> _Action item_
Copy everything from "For example, an" down to "bandwidth streaming services." in the article on 5G and edge computing, replacing "analytics" with "monitoring".

Does 5G Hold the Key to Unlocking the Edge?

By Curt Schwaderer

Embedded Computing Design

September 24, 2021


Does 5G Hold the Key to Unlocking the Edge?

Edge computing disrupts the classic client/server model by decentralizing and distributing computational tasks closer to the application data sources. This architecture requires compute & storage nodes at the network edge interconnected by a network that can support the application’s connectivity requirements. This may seem easy, but connection requirements can vary dramatically between applications.

For example, an analytics application may require a very high number of simultaneous sensor connections sending small amounts of data at regular intervals. Autonomous driving applications require a network with extremely low latency for quick analysis and reaction times. Ultra-high definition multimedia applications require a network that can support high bandwidth streaming services.

Enter 5G - the network designed to support high capacity, low latency, and high bandwidth applications.

5G Radio Access Network is Key

5G introduces three different spectrum bands that serve a specific purpose. This is key to being able to support the widely varying requirements of edge computing:

  • Low-band (sub 1GHz). This is also the spectrum used by LTE today. It’s the best option to maximize coverage, but the maximum bandwidth tops out at about 100Mbps.
  • Mid-band (sub 6GHz). Mid-band provides higher bandwidth to 1Gbps and lower latency which is critical to many IoT or machine-to-machine applications. However, reception through buildings and objects is a problem. 5G addresses this by using multiple input, multiple output (MIMO) macro cells to increase the number of simultaneous users. A technology called “Beamforming” is also a new innovation in 5G where the antenna sends a directed signal to every connected device with monitoring capability to increase signal quality.
  • High-band (>6GHz) or mmWave. This gets the majority of the press when it comes to 5G because it provides peak data rates up to 10Gbps with extremely low latency. As you might expect, the price you pay is very limited distance (less than one square mile) and poor object/building penetration. It does however fit a nice sweet spot between technologies like WiFi and it’s low and mid-band predecessors.

5G RAN edge routing is another key feature. In prior generations, all user equipment traffic had to be routed through a centralized packet gateway. 5G enables traffic routing between devices and intelligent edge components or between devices which dramatically reduces latency and network congestion.

Edge Computing Hype-Cycle - “You are Here”

All this innovation is fantastic, so edge computing deployments and applications must be happening daily, right?

In order to get some real-world information, I spoke with Rajat Sethi (Vice President, Engineering Services) and Narendra Dhara (CTO) at ACL Digital. ACL Digital works with manufacturers, product companies, operators, and enterprises applying new and emerging technologies to help define roadmaps and next generation products & services. One of their key focus areas is 5G and Edge computing.

Narendra mentioned another key enabling factor is 5G virtualization and technology accessibility.

> _Supplied data_

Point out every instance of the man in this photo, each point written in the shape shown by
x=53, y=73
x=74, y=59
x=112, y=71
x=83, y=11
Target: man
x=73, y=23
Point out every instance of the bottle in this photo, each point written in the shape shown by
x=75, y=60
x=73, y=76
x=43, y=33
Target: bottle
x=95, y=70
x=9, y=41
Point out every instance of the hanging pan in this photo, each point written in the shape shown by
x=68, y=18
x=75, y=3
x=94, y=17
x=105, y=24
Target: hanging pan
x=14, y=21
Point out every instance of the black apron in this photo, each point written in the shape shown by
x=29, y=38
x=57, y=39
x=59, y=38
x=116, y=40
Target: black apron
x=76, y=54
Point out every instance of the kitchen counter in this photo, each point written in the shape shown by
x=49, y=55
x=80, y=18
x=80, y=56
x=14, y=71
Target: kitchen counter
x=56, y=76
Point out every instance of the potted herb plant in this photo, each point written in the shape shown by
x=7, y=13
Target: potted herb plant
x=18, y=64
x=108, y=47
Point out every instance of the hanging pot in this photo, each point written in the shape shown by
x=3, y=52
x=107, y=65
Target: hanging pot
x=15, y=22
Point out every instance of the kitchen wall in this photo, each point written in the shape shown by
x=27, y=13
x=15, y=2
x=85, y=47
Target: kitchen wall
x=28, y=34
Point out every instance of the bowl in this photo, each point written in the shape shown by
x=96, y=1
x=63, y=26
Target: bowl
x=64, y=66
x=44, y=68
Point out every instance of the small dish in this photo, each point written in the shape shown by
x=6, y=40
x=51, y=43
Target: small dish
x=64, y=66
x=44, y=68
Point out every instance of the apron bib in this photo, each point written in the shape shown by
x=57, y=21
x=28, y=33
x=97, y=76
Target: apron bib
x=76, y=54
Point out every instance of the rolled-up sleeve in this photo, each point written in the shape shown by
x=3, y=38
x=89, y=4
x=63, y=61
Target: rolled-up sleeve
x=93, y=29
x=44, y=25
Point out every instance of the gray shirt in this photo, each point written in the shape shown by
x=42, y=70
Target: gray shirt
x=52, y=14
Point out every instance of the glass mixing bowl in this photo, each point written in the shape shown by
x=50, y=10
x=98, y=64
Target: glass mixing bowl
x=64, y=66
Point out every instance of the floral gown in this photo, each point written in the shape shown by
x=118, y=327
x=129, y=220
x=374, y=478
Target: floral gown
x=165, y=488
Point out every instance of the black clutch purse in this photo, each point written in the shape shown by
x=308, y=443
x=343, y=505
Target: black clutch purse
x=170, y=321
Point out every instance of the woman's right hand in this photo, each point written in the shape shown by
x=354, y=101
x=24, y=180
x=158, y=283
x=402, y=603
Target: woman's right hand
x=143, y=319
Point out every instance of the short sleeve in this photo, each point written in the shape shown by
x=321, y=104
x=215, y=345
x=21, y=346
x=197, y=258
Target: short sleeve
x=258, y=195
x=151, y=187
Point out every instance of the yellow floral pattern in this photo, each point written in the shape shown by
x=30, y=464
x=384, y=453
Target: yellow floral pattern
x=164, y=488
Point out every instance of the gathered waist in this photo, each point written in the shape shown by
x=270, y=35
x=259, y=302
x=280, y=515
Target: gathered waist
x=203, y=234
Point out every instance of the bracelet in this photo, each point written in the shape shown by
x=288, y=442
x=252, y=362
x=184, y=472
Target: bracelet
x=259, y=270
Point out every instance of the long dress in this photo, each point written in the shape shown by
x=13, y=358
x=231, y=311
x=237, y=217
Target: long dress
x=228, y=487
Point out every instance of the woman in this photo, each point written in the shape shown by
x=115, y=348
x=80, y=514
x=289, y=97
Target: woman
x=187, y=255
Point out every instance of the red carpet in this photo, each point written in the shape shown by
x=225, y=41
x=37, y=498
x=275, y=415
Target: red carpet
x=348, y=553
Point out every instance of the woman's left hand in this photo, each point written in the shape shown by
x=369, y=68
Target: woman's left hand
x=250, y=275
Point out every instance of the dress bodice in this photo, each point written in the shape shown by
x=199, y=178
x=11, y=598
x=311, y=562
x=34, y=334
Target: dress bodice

> _Reply_
For example, an monitoring application may require a very high number of simultaneous sensor connections sending small amounts of data at regular intervals. Autonomous driving applications require a network with extremely low latency for quick analysis and reaction times. Ultra-high definition multimedia applications require a network that can support high bandwidth streaming services.